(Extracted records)
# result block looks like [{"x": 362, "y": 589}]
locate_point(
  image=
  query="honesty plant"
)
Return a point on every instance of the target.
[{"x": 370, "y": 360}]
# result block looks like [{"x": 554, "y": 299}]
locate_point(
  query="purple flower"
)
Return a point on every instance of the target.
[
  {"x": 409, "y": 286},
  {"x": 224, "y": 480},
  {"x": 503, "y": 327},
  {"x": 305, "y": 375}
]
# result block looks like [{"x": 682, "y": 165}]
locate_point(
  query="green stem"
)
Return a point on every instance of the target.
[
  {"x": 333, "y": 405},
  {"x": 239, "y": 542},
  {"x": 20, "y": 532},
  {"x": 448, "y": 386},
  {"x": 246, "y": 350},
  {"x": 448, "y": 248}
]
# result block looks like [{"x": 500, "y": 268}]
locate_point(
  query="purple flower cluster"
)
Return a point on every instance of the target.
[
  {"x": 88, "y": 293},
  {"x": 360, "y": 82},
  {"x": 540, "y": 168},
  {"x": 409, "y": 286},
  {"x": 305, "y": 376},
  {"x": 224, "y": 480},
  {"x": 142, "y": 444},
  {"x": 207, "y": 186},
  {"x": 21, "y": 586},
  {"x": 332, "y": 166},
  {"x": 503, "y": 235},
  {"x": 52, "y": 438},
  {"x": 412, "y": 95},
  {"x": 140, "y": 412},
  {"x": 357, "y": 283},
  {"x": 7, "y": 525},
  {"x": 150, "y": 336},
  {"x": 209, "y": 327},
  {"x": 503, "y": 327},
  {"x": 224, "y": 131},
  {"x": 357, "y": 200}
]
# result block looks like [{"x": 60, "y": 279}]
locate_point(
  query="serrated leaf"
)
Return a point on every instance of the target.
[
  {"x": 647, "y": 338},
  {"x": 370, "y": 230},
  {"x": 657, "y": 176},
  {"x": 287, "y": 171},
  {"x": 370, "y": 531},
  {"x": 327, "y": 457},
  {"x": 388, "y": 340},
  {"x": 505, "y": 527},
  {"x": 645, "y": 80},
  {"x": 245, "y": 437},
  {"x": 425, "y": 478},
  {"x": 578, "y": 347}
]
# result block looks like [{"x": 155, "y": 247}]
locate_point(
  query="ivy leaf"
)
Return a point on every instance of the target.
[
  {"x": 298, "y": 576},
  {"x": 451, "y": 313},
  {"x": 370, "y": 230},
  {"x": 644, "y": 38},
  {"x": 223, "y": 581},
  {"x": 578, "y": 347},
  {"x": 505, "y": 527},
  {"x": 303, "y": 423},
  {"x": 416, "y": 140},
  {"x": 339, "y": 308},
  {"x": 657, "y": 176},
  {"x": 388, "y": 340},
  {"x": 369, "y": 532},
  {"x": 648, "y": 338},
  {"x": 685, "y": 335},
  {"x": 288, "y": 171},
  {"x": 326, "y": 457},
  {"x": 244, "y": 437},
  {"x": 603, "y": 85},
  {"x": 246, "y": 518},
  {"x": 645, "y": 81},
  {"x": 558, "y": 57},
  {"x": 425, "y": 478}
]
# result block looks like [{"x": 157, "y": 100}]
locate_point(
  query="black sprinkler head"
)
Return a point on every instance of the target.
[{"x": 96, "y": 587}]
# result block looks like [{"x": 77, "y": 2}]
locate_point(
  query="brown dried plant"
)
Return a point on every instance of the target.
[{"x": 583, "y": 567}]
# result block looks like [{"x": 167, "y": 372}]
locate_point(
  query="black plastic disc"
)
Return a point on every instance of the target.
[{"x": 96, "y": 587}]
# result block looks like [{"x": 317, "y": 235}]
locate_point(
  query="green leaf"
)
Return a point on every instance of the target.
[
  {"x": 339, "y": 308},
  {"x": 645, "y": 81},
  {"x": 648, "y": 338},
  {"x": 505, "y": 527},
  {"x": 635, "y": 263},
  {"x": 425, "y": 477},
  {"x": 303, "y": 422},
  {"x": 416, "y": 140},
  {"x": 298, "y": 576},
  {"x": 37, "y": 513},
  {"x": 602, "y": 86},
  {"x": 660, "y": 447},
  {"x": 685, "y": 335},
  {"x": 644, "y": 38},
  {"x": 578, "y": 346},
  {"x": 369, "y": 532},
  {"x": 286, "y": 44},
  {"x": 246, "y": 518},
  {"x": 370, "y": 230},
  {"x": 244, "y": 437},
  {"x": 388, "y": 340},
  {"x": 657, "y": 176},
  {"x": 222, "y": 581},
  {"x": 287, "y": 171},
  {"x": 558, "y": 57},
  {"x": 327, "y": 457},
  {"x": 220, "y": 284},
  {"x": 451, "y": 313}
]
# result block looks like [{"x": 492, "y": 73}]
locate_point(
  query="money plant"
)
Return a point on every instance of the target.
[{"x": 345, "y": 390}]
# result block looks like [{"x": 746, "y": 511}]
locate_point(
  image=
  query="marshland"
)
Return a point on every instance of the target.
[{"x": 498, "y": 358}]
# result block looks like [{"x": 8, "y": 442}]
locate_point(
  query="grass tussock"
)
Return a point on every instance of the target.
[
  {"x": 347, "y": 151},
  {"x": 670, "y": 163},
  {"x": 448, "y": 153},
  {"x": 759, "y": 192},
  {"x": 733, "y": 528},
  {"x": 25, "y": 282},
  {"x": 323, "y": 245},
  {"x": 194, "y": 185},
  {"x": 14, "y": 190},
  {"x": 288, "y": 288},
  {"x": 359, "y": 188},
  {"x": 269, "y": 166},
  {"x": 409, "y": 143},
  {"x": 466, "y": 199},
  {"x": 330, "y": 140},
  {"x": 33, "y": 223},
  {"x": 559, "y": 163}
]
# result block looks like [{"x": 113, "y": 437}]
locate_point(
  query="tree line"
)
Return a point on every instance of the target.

[Exercise aim]:
Write out the data above again, word for word.

[Response to this task]:
# result block looks like [{"x": 362, "y": 589}]
locate_point(
  image=
  query="honesty plant"
)
Return a point on every instance of the target.
[{"x": 370, "y": 360}]
# result block looks like [{"x": 554, "y": 299}]
locate_point(
  query="purple flower"
)
Return a point on every instance of the target.
[
  {"x": 409, "y": 286},
  {"x": 224, "y": 480},
  {"x": 503, "y": 327},
  {"x": 305, "y": 375}
]
# result block looks like [{"x": 682, "y": 165}]
locate_point(
  query="green stem"
)
Return a point on every instance of the target.
[
  {"x": 333, "y": 405},
  {"x": 239, "y": 542},
  {"x": 20, "y": 532},
  {"x": 448, "y": 386},
  {"x": 246, "y": 350},
  {"x": 448, "y": 248}
]
# result block looks like [{"x": 500, "y": 268}]
locate_point(
  query="purple flower cluster"
)
Return a point on every instance of the target.
[
  {"x": 88, "y": 293},
  {"x": 360, "y": 82},
  {"x": 540, "y": 168},
  {"x": 409, "y": 286},
  {"x": 305, "y": 376},
  {"x": 224, "y": 480},
  {"x": 142, "y": 444},
  {"x": 207, "y": 186},
  {"x": 21, "y": 586},
  {"x": 332, "y": 166},
  {"x": 503, "y": 235},
  {"x": 52, "y": 438},
  {"x": 412, "y": 95},
  {"x": 140, "y": 412},
  {"x": 357, "y": 283},
  {"x": 7, "y": 525},
  {"x": 150, "y": 336},
  {"x": 209, "y": 327},
  {"x": 503, "y": 327},
  {"x": 224, "y": 131},
  {"x": 357, "y": 200}
]
# result block looks like [{"x": 60, "y": 279}]
locate_point(
  query="serrated leaf"
)
Return a point on every instance of the target.
[
  {"x": 647, "y": 338},
  {"x": 370, "y": 230},
  {"x": 657, "y": 176},
  {"x": 287, "y": 171},
  {"x": 370, "y": 531},
  {"x": 327, "y": 457},
  {"x": 388, "y": 340},
  {"x": 505, "y": 527},
  {"x": 645, "y": 80},
  {"x": 245, "y": 437},
  {"x": 425, "y": 478},
  {"x": 578, "y": 347}
]
# result block looks like [{"x": 155, "y": 247}]
locate_point(
  query="ivy leaf"
)
Return a point on every instance of the target.
[
  {"x": 298, "y": 576},
  {"x": 451, "y": 313},
  {"x": 370, "y": 230},
  {"x": 644, "y": 38},
  {"x": 223, "y": 581},
  {"x": 578, "y": 347},
  {"x": 505, "y": 527},
  {"x": 303, "y": 423},
  {"x": 416, "y": 140},
  {"x": 339, "y": 308},
  {"x": 657, "y": 176},
  {"x": 388, "y": 340},
  {"x": 369, "y": 532},
  {"x": 648, "y": 338},
  {"x": 685, "y": 335},
  {"x": 288, "y": 171},
  {"x": 326, "y": 457},
  {"x": 244, "y": 437},
  {"x": 603, "y": 85},
  {"x": 246, "y": 518},
  {"x": 645, "y": 81},
  {"x": 558, "y": 57},
  {"x": 425, "y": 478}
]
# result block looks like [{"x": 157, "y": 100}]
locate_point(
  query="black sprinkler head"
)
Return a point on every instance of the target.
[{"x": 96, "y": 587}]
# result block looks like [{"x": 77, "y": 2}]
locate_point(
  query="brown dried plant"
)
Return a point on every instance of the target.
[{"x": 583, "y": 567}]
# result block looks like [{"x": 167, "y": 372}]
locate_point(
  query="black plastic disc"
)
Return a point on every instance of the target.
[{"x": 96, "y": 587}]
# result block looks like [{"x": 317, "y": 235}]
locate_point(
  query="green leaf"
)
Return a point on every instance of the target.
[
  {"x": 339, "y": 308},
  {"x": 645, "y": 81},
  {"x": 648, "y": 338},
  {"x": 505, "y": 527},
  {"x": 635, "y": 263},
  {"x": 425, "y": 477},
  {"x": 303, "y": 422},
  {"x": 416, "y": 140},
  {"x": 298, "y": 576},
  {"x": 37, "y": 513},
  {"x": 602, "y": 86},
  {"x": 660, "y": 447},
  {"x": 685, "y": 335},
  {"x": 644, "y": 38},
  {"x": 578, "y": 346},
  {"x": 369, "y": 532},
  {"x": 286, "y": 44},
  {"x": 246, "y": 518},
  {"x": 370, "y": 230},
  {"x": 244, "y": 437},
  {"x": 388, "y": 340},
  {"x": 657, "y": 176},
  {"x": 222, "y": 581},
  {"x": 287, "y": 171},
  {"x": 558, "y": 57},
  {"x": 327, "y": 457},
  {"x": 220, "y": 284},
  {"x": 451, "y": 313}
]
# result block looks like [{"x": 492, "y": 73}]
locate_point(
  query="money plant"
)
Return a point on every instance of the target.
[{"x": 345, "y": 390}]
# result block looks like [{"x": 746, "y": 511}]
locate_point(
  image=
  query="marshland"
)
Return a point on every instance of the target.
[{"x": 498, "y": 358}]
# result block looks like [{"x": 8, "y": 442}]
locate_point(
  query="grass tussock"
)
Return a point on every instance of the target.
[
  {"x": 347, "y": 151},
  {"x": 670, "y": 163},
  {"x": 448, "y": 153},
  {"x": 759, "y": 192},
  {"x": 733, "y": 528},
  {"x": 25, "y": 282},
  {"x": 323, "y": 245},
  {"x": 194, "y": 185},
  {"x": 14, "y": 190},
  {"x": 288, "y": 288},
  {"x": 359, "y": 188},
  {"x": 269, "y": 166},
  {"x": 409, "y": 143},
  {"x": 466, "y": 199},
  {"x": 330, "y": 140},
  {"x": 33, "y": 223},
  {"x": 559, "y": 163}
]
# result block looks like [{"x": 113, "y": 437}]
locate_point(
  query="tree line"
)
Return a point on every instance of the target.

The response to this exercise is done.